- TASK GOAL
Write out again the lines starting at the one containing "of the overhead" and ending at the last line of the material, with "jacket" swapped for "coat" and everything else left unchanged.

(Point annotations for photos)
========

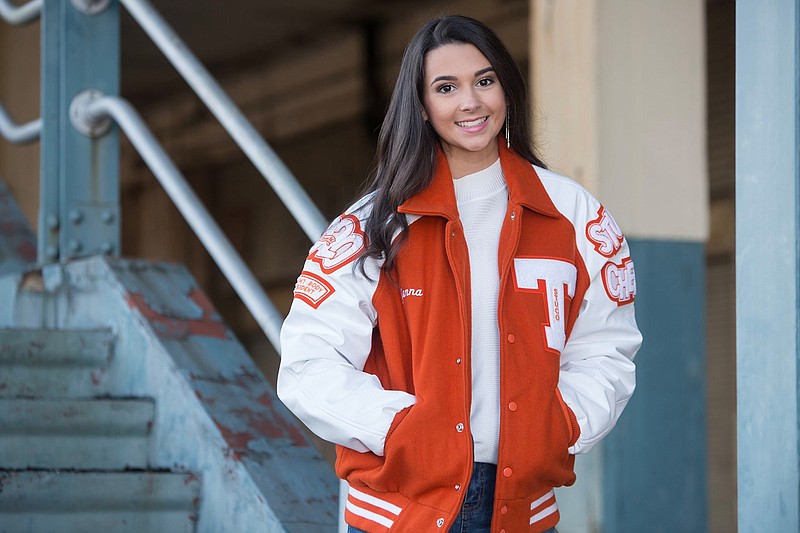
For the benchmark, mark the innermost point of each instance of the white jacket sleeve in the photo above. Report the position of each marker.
(597, 376)
(325, 342)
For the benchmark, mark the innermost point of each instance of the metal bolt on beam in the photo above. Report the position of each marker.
(90, 7)
(88, 124)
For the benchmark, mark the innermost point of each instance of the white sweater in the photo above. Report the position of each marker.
(482, 199)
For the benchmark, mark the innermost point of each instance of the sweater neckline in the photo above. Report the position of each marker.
(480, 184)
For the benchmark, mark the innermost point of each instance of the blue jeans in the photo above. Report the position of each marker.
(476, 512)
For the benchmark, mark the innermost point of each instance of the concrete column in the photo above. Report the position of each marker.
(767, 296)
(619, 92)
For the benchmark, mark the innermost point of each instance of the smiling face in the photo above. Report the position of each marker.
(465, 104)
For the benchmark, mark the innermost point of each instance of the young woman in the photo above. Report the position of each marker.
(467, 326)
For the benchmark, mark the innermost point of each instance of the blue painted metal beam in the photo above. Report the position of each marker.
(654, 462)
(79, 196)
(767, 296)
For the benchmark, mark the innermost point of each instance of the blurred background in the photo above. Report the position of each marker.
(634, 99)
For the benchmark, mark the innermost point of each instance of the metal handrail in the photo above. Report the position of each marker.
(19, 134)
(243, 133)
(207, 230)
(19, 15)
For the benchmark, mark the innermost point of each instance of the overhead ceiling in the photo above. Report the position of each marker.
(227, 35)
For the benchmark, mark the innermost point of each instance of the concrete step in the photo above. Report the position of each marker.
(68, 433)
(57, 501)
(54, 363)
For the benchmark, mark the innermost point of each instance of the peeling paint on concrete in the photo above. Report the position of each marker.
(216, 414)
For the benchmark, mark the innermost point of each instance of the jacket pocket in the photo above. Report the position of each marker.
(571, 421)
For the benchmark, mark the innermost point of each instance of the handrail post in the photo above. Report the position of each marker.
(79, 211)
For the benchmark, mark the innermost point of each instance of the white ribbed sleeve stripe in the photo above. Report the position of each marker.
(544, 513)
(377, 502)
(369, 515)
(541, 500)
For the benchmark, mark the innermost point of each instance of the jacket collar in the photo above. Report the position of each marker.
(524, 188)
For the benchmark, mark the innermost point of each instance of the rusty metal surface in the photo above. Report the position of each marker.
(215, 413)
(17, 240)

========

- RESULT OF THIS TASK
For the benchmark, mark the innermost point of each instance of the overhead ceiling in the photo above. Report the position of each marker.
(227, 35)
For the benchmark, mark the innermost point of each instance of the concrete step in the photo above. Report the position of each marker.
(68, 433)
(57, 501)
(54, 363)
For the benchmark, mark the innermost point of each instance of the peeling paint on concrete in the photo above. Report the position of each marker.
(216, 414)
For the benchmark, mark the innermost point of each instance of the coat pocket in the photo above. Report the position of each marker.
(571, 421)
For the benchmark, mark the innermost point of each instance of the handrail post in the photo above. Report the position of each marker.
(79, 211)
For the benchmark, mark the innermost point of each instance of the white ribbed sleeve stripe in the photo above. Report the position of each marker.
(544, 513)
(377, 502)
(369, 515)
(541, 500)
For the benchmark, mark the innermost point of each instance of the coat collar in the photo above. Report the position of each marker.
(524, 188)
For the benchmark, mark the innermost point of each instance of the rusty metal surface in the photo above. Report the position of each marker.
(215, 413)
(17, 240)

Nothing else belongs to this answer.